STATED GOAL. Pick out every line in the records below that contains the word "holding", and copy each one out.

GIVEN RECORDS.
[BEGIN]
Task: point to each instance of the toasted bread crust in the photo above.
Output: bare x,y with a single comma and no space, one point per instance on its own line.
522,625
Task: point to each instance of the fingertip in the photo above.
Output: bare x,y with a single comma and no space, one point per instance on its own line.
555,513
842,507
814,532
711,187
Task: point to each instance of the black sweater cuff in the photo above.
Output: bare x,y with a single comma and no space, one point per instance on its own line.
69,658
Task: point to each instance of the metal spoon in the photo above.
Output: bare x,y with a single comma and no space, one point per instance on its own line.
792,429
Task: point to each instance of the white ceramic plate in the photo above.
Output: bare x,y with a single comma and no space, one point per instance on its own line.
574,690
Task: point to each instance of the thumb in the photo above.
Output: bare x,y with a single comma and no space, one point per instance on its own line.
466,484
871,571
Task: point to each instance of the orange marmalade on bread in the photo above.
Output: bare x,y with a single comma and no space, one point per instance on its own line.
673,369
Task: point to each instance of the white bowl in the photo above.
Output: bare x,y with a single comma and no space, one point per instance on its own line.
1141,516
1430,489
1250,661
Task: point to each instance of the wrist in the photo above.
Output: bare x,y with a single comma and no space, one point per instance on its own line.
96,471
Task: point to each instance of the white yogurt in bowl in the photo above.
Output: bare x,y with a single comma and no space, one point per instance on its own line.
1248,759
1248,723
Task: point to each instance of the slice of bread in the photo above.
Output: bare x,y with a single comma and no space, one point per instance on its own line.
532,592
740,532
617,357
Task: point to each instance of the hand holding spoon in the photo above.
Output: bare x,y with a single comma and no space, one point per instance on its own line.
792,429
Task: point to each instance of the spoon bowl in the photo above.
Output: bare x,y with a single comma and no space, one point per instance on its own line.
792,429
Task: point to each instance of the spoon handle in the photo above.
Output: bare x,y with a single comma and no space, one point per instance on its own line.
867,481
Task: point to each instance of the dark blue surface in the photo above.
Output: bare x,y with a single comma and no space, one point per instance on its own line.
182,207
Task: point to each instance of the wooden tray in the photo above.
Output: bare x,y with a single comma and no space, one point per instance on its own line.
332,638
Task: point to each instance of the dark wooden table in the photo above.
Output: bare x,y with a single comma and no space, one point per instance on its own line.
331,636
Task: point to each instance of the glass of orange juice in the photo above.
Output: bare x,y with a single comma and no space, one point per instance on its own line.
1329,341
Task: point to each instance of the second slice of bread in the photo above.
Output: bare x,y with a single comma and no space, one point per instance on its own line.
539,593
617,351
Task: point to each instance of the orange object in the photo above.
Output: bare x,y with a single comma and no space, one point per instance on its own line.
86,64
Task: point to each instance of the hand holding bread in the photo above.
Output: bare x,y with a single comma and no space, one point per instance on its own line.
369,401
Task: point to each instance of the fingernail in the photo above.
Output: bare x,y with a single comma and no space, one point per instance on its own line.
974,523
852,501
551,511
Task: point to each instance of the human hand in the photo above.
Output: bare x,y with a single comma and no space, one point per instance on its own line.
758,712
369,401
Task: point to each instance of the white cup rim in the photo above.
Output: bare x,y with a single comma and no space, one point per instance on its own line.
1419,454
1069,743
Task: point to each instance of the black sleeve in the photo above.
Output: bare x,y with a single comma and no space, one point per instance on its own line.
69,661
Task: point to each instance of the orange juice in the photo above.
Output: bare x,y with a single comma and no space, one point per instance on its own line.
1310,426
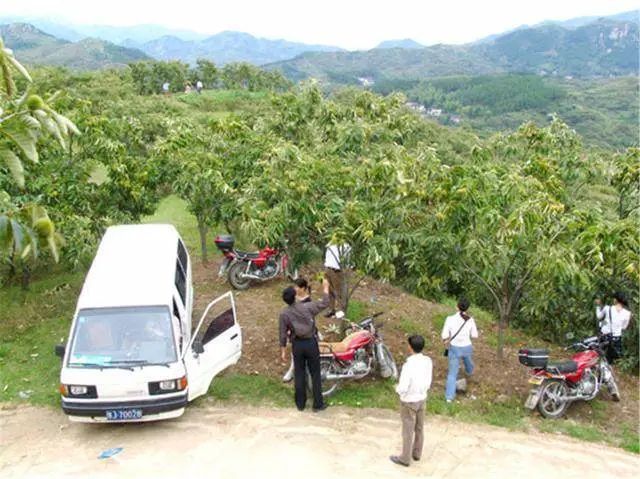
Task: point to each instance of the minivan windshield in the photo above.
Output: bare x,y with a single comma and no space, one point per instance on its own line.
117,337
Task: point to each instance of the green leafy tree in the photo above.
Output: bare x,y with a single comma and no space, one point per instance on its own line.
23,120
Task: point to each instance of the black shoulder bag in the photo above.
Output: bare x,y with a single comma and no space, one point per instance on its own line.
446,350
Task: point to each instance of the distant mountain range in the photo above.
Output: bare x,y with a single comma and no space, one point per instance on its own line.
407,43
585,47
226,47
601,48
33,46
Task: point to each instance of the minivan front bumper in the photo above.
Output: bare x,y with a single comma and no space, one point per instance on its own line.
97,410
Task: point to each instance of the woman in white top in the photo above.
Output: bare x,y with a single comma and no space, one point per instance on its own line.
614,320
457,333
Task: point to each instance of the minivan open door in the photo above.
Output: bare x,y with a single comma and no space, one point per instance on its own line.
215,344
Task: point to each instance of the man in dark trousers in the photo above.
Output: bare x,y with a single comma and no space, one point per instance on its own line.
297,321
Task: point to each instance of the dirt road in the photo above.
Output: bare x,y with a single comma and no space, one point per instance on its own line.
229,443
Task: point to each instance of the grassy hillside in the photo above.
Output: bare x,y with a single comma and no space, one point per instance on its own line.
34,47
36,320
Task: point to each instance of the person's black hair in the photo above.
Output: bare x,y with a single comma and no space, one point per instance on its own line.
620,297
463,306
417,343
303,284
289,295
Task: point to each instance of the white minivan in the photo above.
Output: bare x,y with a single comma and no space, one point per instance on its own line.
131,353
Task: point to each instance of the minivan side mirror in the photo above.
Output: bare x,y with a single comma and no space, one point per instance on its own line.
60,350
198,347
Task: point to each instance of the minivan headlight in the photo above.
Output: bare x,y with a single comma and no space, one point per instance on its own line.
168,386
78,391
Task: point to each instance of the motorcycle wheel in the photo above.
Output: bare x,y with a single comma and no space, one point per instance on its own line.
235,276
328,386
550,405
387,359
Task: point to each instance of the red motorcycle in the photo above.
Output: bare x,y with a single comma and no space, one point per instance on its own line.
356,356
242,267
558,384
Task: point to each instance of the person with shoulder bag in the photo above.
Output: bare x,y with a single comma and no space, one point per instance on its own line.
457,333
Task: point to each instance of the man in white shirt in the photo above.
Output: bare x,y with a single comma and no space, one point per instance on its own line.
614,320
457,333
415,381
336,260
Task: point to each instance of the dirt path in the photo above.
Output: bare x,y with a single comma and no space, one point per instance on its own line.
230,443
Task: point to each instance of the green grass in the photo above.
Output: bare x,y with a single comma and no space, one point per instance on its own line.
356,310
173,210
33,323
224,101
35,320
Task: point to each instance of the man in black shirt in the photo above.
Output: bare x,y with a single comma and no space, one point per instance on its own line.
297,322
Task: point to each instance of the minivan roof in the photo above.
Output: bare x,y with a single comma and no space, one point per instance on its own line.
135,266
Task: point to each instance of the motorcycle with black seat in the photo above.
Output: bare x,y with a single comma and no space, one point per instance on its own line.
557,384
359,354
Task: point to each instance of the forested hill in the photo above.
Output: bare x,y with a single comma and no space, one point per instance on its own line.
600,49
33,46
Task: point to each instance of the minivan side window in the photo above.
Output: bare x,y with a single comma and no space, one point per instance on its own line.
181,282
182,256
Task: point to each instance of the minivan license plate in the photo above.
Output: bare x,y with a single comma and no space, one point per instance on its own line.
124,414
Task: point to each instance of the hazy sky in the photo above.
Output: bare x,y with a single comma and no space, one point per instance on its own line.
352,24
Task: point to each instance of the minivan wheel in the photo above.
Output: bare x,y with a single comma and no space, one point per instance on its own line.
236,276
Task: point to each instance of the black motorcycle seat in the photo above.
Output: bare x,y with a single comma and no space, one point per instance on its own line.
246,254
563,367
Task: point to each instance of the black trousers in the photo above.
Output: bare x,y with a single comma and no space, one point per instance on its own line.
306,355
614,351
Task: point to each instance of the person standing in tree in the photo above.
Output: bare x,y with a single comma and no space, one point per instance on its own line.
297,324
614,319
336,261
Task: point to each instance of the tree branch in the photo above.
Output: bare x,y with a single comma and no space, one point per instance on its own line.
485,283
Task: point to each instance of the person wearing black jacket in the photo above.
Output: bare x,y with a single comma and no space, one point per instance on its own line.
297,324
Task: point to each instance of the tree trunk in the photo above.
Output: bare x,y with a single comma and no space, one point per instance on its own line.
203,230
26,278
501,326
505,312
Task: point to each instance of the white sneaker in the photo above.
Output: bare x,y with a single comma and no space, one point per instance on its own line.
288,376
[END]
[BEGIN]
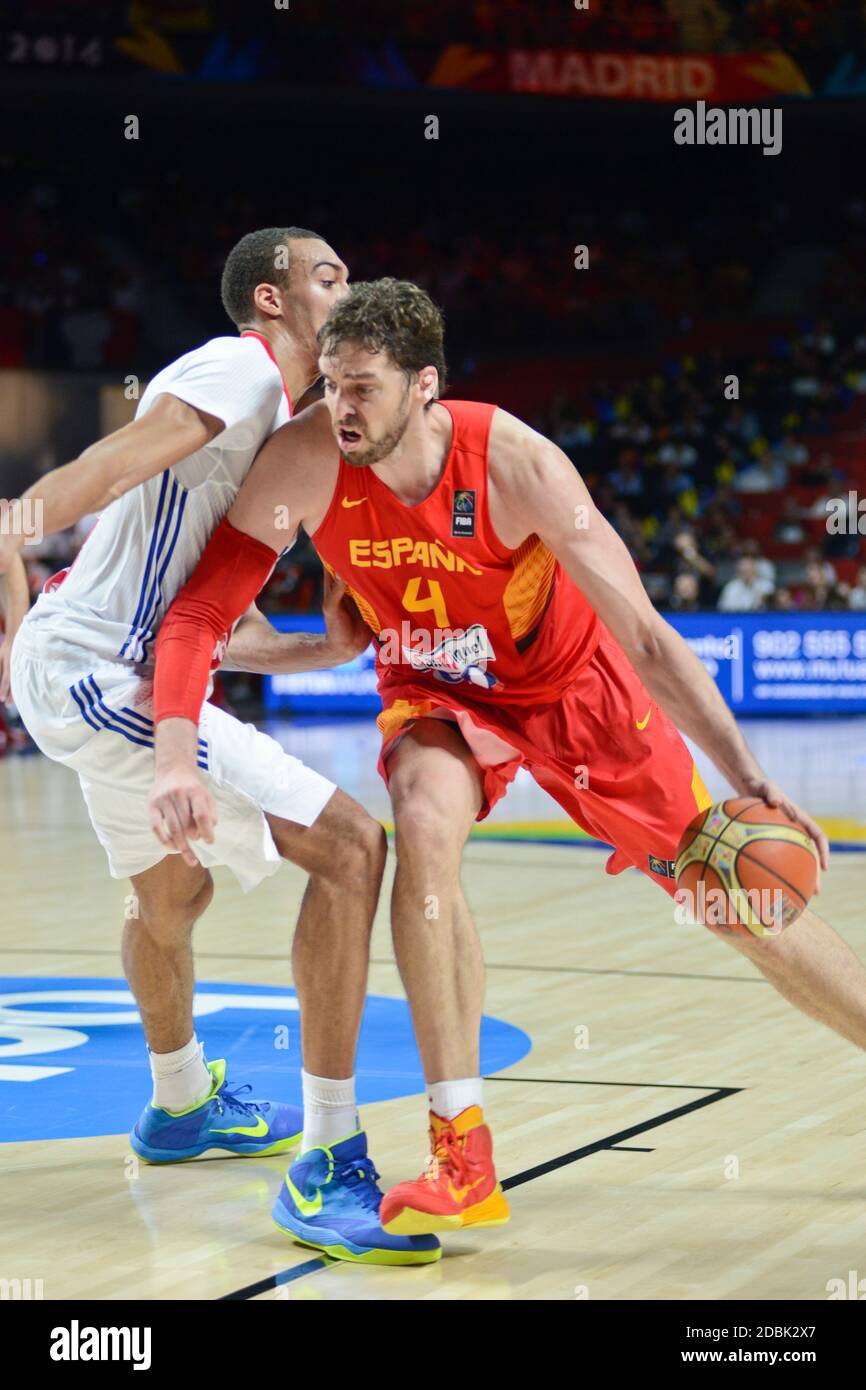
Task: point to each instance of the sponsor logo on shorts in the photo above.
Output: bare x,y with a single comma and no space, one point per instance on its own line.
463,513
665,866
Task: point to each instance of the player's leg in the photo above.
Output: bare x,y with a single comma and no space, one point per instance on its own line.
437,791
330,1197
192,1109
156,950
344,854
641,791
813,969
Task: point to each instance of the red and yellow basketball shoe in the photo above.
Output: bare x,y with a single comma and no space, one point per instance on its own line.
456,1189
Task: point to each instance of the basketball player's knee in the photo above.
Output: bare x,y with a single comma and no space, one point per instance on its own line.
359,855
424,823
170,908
[END]
[BEGIN]
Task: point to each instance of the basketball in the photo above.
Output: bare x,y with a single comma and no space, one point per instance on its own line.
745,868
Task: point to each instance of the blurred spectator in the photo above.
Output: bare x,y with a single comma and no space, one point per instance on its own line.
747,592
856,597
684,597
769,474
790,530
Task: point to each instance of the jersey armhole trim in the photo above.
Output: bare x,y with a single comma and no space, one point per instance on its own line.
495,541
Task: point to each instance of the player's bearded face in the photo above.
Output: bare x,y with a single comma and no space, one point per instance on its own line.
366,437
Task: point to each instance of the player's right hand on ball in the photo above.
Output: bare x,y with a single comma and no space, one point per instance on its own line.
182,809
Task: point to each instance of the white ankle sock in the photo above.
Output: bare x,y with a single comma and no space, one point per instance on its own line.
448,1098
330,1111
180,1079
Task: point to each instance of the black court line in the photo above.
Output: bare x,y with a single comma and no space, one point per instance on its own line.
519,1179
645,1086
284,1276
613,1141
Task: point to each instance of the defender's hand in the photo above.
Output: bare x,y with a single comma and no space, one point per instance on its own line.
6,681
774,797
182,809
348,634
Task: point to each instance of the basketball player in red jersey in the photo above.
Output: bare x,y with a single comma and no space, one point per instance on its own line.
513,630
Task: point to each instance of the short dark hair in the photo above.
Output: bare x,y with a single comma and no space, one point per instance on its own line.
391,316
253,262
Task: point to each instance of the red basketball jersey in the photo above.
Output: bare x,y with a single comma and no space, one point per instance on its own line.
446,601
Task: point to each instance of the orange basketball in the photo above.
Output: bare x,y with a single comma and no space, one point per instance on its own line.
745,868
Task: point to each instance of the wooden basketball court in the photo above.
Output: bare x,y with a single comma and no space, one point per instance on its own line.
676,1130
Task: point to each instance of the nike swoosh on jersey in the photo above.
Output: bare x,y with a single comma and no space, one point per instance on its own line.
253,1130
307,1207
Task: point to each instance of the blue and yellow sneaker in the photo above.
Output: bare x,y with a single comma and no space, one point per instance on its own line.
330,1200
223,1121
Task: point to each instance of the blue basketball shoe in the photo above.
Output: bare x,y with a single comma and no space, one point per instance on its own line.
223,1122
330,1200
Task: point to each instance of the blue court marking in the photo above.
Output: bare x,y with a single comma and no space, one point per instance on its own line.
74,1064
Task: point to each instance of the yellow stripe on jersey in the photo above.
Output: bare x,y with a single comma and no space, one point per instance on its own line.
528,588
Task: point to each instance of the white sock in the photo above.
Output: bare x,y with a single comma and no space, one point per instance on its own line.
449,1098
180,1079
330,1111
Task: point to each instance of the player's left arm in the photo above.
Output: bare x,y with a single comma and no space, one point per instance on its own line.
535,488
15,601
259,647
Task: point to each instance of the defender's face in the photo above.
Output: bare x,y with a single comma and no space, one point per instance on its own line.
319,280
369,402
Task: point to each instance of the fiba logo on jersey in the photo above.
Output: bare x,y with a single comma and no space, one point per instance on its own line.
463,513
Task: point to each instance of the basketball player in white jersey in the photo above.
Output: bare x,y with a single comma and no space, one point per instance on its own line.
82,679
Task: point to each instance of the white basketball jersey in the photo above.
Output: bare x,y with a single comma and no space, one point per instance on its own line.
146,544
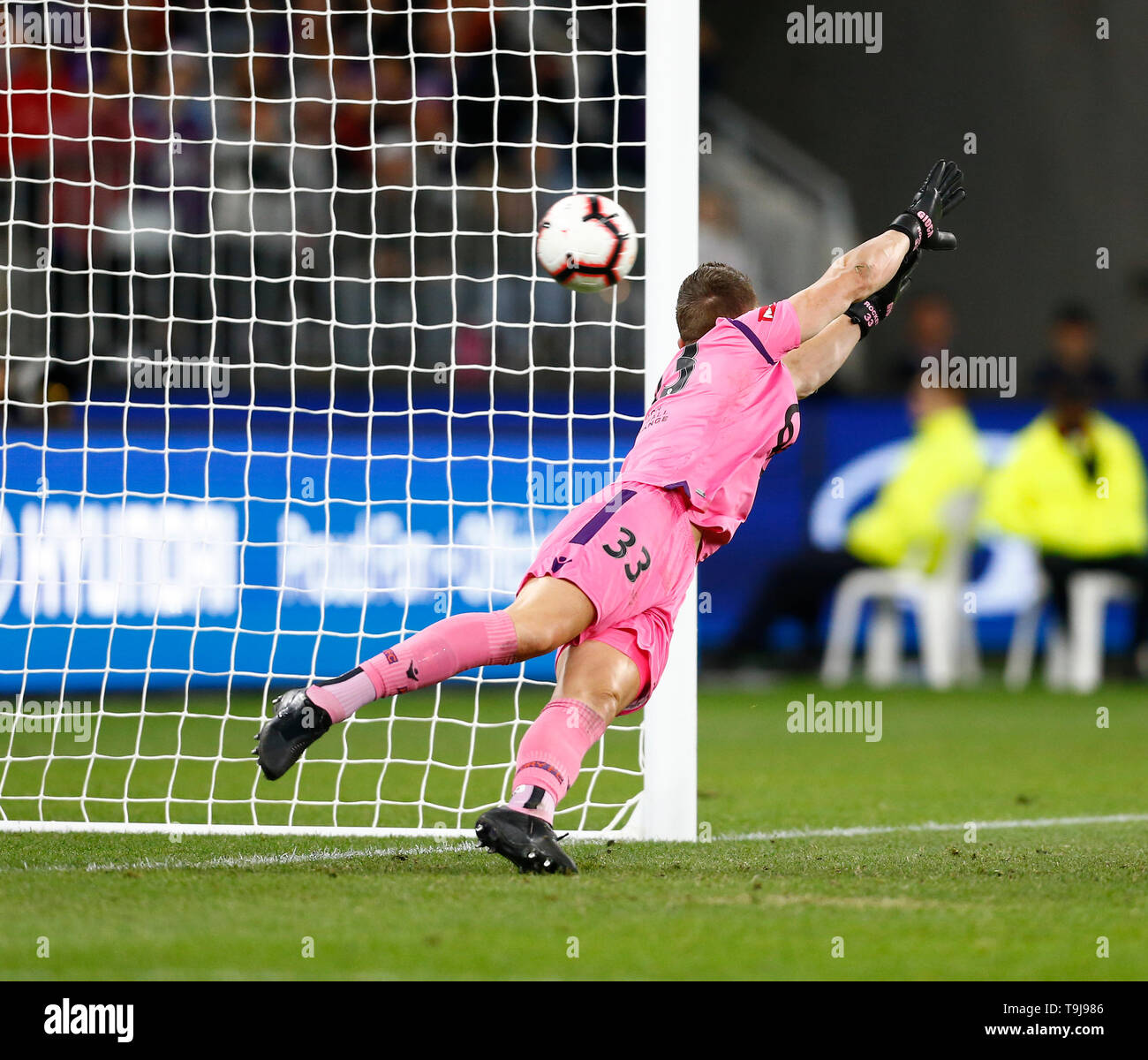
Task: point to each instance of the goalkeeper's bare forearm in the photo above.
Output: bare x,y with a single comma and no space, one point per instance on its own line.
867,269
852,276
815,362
[END]
OUTPUT FOR THIS EXERCISE.
Task: point to each instance of the hand holding spoon in the photo above.
Task: point to each instance of the hand holding bread in the photo above.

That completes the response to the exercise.